**Required actions**.
• a. Name every character from a play mentioned in the passage below about Marlowe and Shakespeare.
• b. Write the next few sentences of the passage below about Marlowe and Shakespeare, starting after its final line.

In 1593 Marlowe escaped to Naples to avoid charges of Treason from the High Court. Was Marlowe Shakespeare’s ghost-writer? Could it be that they worked as a team? Just like Rosalind and Celia in As You Like It, they were close to each other—being born the same year and working in the same profession. Note Celia’s lines to her father Duke Frederick; if she be a traitor, why so am I. We still have slept together, rose at an instant, learn’d, play’ed, eat together, and whereso’er we went, like Juno’s swans, still we went coupled and inseperable. Keep in mind that these roles would be played by males in their mid teens (a time when we can infer Shakespeare and Marlowe were especially close). Being reminded of days past with his famous friend Kit Marlowe, I can only imagine the nostalgia Shakespeare felt watching an afternoon performance of As You Like It at the brand new Globe. Fast forward twelve years; the final performance of Shakespeare’s tenure was arriving; Marlowe planned a return, and it was to be made a grand one. Did Marlowe play Prospero? In the epilogue, this Prospero announces that he is hanging up his hat for good; he pleads forgiveness for his misdeeds & deception, because his {life’s} project...was to please.  This is more of an epilogue to Shakespeare’s career than it is for The Tempest. It was certainly a risk for Shakespeare to consort with Marlowe given his less than spotless history & reputation; yet I am reminded of a poignant scripture from the King James Bible which was published the same year as The Tempest, 1611. The following is from the epistle of James, Jesus’ brother:

Let him know, that he which converteth the sinner from the error of his way shall save a soul from death, and shall hide a multitude of sins.

**Record list**.
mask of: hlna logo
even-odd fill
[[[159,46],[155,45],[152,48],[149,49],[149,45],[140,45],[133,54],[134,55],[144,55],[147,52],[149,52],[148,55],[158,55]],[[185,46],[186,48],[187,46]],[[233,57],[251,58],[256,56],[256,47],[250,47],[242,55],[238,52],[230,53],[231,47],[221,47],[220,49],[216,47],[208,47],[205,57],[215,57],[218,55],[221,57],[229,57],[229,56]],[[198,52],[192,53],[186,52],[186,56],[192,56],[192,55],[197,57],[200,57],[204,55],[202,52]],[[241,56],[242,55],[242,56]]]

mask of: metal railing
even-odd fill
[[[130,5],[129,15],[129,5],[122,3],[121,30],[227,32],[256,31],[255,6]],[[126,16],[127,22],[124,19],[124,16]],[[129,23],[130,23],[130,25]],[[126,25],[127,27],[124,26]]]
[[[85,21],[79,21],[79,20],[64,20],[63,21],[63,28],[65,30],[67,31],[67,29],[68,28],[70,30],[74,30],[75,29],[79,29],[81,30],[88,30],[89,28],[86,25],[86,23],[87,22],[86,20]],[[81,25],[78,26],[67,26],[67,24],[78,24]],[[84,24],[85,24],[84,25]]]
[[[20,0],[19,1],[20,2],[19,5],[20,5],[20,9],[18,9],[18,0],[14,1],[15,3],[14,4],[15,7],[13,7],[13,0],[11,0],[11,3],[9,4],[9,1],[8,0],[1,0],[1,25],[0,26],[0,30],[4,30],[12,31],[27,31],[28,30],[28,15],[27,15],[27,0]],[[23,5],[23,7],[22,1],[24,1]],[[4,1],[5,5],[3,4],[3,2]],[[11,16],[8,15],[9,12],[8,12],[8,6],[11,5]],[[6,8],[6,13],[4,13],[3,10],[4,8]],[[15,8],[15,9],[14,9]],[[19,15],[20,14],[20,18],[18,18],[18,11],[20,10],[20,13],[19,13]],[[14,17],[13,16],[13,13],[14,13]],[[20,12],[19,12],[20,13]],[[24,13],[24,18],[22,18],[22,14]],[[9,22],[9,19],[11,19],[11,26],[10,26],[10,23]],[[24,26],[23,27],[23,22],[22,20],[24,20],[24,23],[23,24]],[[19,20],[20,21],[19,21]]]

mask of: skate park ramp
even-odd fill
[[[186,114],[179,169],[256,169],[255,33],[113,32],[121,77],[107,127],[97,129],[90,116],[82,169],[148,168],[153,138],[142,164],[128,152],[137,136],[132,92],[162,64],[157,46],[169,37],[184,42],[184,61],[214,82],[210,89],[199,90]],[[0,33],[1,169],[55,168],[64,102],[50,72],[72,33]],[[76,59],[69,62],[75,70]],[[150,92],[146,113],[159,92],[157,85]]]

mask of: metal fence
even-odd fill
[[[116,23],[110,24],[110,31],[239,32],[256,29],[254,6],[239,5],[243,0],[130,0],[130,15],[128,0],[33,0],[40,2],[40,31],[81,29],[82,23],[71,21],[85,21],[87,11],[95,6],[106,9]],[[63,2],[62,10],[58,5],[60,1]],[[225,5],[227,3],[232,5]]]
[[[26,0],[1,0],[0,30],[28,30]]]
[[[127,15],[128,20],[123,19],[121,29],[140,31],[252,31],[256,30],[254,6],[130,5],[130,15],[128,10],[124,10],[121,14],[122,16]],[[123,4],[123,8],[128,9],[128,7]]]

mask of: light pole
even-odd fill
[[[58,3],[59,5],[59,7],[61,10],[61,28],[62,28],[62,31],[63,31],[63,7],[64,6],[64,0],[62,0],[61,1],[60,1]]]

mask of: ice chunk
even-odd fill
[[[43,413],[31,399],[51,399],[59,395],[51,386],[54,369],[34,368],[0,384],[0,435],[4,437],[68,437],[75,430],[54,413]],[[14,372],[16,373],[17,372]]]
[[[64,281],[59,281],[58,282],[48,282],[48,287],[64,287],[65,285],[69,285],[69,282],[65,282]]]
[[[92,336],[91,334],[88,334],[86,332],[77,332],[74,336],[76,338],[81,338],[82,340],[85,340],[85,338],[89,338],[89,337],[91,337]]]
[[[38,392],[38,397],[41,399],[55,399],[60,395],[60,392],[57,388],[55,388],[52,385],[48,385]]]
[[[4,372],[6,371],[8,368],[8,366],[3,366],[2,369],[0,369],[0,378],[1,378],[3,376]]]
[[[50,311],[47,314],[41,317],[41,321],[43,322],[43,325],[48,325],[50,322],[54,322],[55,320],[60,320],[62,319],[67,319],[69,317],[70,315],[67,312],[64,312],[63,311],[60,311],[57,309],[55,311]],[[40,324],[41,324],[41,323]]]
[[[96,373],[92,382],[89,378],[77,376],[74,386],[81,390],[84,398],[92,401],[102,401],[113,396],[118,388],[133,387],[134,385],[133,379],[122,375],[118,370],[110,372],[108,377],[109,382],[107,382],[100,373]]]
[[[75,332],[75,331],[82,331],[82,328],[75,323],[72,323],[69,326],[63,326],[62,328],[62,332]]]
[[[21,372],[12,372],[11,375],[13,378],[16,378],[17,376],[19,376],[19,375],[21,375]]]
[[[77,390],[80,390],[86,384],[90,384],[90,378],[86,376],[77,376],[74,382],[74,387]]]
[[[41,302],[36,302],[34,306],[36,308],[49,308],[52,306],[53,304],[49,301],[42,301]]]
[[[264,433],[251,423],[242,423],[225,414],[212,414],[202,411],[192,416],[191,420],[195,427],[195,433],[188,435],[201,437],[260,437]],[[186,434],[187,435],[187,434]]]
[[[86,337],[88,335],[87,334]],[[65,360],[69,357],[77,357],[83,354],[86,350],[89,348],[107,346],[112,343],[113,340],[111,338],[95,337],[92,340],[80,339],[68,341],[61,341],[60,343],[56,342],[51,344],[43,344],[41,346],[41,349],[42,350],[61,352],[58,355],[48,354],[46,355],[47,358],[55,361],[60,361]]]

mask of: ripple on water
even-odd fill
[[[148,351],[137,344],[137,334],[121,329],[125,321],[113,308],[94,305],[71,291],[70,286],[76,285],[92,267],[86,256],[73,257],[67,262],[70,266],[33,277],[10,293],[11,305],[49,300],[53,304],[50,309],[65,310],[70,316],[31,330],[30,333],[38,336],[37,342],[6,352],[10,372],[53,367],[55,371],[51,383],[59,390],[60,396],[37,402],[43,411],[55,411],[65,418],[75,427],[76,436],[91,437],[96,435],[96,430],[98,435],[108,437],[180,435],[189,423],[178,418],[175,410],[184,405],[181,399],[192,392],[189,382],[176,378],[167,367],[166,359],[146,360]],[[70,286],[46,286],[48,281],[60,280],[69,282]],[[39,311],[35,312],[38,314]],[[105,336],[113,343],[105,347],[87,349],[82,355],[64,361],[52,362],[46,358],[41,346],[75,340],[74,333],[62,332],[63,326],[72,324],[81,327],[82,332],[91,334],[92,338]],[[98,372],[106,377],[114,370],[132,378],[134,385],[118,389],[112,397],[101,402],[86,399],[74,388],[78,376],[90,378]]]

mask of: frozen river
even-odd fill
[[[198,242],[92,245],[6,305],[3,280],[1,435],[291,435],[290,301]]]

**The answers**.
• a. Rosalind, Celia, Duke Frederick, Prospero

• b.
Prospero, in this same epilogue, asks the audience to play a game; he tells them that they can show that they forgive him by virtue of their applause; as you from crimes would pardoned be, let your indulgence set me free! The audience applauses and little by little he undissembles himself. As the applause culminates into an insurrmountable roar, he is left with looking just like himself; a miracle, someting that the bystanders almost couldn’t believe. What they thought could only happen in a play is now happening in real life right before their very eyes. KIT MARLOWE IS ALIVE?! The audience goes wild as their modern day Pop Superstar is back and I mean undeparted boldly and with style. The transgressor has surely been reformed and all is well. As to Shakespeare’s last dramatic words, we have these ten; enjoy!

Then to the elements be free, and fare thou well!!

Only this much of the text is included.